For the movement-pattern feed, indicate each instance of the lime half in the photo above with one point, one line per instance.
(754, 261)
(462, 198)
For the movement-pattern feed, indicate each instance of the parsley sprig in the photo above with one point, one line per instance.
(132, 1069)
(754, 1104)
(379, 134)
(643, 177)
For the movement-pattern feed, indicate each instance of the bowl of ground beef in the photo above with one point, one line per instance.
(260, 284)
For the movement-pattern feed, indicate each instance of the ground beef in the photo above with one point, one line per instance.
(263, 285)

- **DESCRIPTION OF THE TASK**
Recast the records above, from the line with "of the bowl" through the end of the records, as a numbered list, leaving out any blank lines.

- **CORRECT RESULT**
1. For the movement-pattern feed, indicate each instance of the bowl of ground beef in the photo above with one point, one line per instance.
2. (260, 284)
3. For the movement-pattern feed, indicate each instance of the ground beef in the photo above with one point, one line per instance.
4. (263, 285)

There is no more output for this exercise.